--- Start Document excerpt ---

6.26.2005

Hey Peoples!!!!

well,

my aunt and uncle came from wiconsin this weekend, while my brother david was at his birthday party at gwinn island.

we are just here with our aunt and uncle celebrating my birthday party. yeah.

In Christ,

tomboysupreme

6.21.2005

Hey Folks

hey!

today is my birthday party but really, my b-day is 6 days from now. we are going out to eat w/ my best friends.
see yo!!!!!!!!!!!!!!!



In Christ,

tomboysupreme

6.14.2005

Hey!+ajoke

Hey Guys!

The joke is at the end. For right now, I'm gonna tell you whats been going on. First, I learned how to do a backbend down the wall, stand on my head, do a backflip......sorta, and last but not least, make nachos! That is something to be proud of! If you can make nachos, you can have a snack and when you have a snack, you get hungry for more! At least I do, :-).

I guess I have a prayer request:

My Grandmother has been back to the doctor, been pretty well, but is going to have to have Chemotharapy.
Please pray.

Joke:

There was a preacher, and he needed a quick horse. So he went and got himself one, and the man said,"To get him to go, you say,' Praise God!', And to get him to stop you say,'Halleluiah!'. So the preacher went off with the pony happily.

--- End Document excerpt ---
--- Start Provided records ---

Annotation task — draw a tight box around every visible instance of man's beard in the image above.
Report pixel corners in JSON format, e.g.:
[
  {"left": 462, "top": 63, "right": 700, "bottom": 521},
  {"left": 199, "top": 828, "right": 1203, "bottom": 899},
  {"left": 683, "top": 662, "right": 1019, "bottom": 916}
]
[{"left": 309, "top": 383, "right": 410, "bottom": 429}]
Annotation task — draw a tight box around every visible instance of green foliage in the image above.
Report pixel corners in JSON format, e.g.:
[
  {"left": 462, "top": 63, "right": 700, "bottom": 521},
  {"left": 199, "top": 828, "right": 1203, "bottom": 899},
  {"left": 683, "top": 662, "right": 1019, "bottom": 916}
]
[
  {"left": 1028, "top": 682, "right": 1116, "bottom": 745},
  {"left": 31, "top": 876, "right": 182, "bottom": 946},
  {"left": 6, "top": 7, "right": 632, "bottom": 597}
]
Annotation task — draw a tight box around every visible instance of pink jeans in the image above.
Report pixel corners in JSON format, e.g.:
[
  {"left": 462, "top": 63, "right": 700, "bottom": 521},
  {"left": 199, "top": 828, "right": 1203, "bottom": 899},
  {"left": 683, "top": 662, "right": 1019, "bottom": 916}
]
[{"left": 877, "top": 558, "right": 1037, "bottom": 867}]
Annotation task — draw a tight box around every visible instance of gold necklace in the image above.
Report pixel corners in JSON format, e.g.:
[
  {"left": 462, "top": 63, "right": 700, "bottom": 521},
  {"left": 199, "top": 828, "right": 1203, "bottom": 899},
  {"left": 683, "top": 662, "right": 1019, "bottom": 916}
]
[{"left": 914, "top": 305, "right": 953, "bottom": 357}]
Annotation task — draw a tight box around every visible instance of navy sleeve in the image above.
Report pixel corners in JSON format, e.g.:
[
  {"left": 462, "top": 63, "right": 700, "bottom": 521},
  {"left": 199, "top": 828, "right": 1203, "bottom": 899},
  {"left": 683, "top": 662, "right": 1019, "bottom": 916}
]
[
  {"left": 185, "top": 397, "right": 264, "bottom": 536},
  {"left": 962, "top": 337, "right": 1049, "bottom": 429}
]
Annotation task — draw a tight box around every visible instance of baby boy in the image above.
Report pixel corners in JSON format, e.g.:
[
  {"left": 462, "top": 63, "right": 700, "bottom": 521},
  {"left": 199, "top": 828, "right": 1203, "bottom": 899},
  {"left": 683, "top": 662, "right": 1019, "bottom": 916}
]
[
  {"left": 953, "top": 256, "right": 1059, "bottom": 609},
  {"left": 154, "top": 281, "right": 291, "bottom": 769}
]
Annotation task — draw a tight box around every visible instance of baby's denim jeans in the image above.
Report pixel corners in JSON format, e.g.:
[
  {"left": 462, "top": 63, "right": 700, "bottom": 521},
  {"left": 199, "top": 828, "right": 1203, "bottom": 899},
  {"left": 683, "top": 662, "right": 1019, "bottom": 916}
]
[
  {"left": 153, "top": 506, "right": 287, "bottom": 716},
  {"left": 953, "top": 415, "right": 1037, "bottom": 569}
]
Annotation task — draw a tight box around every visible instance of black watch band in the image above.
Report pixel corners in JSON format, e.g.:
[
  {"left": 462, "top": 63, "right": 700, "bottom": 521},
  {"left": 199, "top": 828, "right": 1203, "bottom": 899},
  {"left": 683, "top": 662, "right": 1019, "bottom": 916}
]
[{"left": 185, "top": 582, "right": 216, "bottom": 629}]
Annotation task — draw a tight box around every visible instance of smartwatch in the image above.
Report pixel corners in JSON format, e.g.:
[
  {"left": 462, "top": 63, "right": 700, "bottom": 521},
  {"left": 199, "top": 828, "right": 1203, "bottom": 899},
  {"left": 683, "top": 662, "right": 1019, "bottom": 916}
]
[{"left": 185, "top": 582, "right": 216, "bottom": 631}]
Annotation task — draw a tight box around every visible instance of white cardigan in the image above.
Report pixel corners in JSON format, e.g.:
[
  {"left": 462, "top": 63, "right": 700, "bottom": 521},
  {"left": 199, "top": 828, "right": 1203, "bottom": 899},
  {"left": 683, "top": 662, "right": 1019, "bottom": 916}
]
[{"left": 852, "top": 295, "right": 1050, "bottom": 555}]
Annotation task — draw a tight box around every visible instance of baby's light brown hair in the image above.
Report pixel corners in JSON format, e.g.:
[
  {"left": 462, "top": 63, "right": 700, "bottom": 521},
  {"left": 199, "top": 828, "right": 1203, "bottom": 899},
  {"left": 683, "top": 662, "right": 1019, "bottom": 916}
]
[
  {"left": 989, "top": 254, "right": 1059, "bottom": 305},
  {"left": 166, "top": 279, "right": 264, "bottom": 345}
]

--- End Provided records ---
--- Start Provided records ---

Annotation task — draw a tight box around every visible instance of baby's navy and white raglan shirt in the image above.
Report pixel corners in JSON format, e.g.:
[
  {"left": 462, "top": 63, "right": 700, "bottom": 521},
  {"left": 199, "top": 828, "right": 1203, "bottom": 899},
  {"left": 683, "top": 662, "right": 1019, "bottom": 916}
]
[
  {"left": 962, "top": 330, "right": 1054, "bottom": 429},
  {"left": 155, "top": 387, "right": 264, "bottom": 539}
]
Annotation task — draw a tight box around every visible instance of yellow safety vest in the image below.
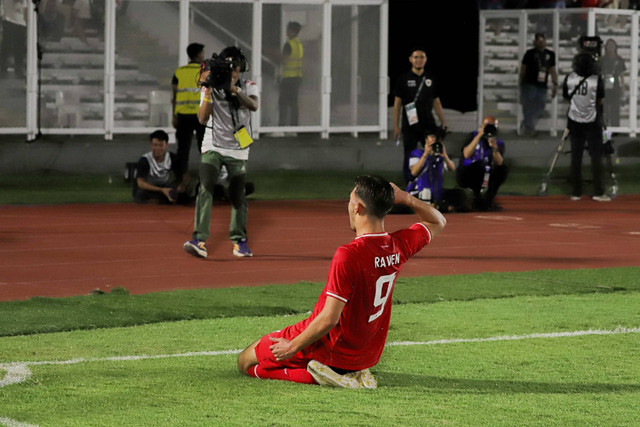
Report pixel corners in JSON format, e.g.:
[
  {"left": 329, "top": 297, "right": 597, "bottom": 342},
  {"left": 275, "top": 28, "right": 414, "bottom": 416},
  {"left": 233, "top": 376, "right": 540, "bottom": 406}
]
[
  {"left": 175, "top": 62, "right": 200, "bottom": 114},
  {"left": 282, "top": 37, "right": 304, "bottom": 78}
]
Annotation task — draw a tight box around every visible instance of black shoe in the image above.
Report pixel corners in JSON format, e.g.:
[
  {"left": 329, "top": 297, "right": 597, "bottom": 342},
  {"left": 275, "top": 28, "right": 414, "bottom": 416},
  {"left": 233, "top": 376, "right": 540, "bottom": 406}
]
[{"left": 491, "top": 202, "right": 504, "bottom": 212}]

--- End Provided records ---

◆ Aim 1
From the blog posts, output the passage starting with "The joke is" and going on through "least I do, :-).".
◆ Aim 2
Condense the blog posts' paragraph that opens with "The joke is at the end." into a short bulleted list, keeping its main facts.
◆ Aim 3
In the blog posts, where was the writer's brother David during the weekend the aunt and uncle visited?
The listing is separate material, unrelated to the blog posts.

◆ Task output 1
The joke is at the end. For right now, I'm gonna tell you whats been going on. First, I learned how to do a backbend down the wall, stand on my head, do a backflip......sorta, and last but not least, make nachos! That is something to be proud of! If you can make nachos, you can have a snack and when you have a snack, you get hungry for more! At least I do, :-).

◆ Task output 2
- The joke comes at the end; first, an update on recent events.
- New skills learned: a backbend down the wall, a headstand, a backflip (sort of), and making nachos.
- Making nachos is something to be proud of, since it means having a snack, and a snack brings hunger for more.

◆ Task output 3
He was at his birthday party at Gwinn Island.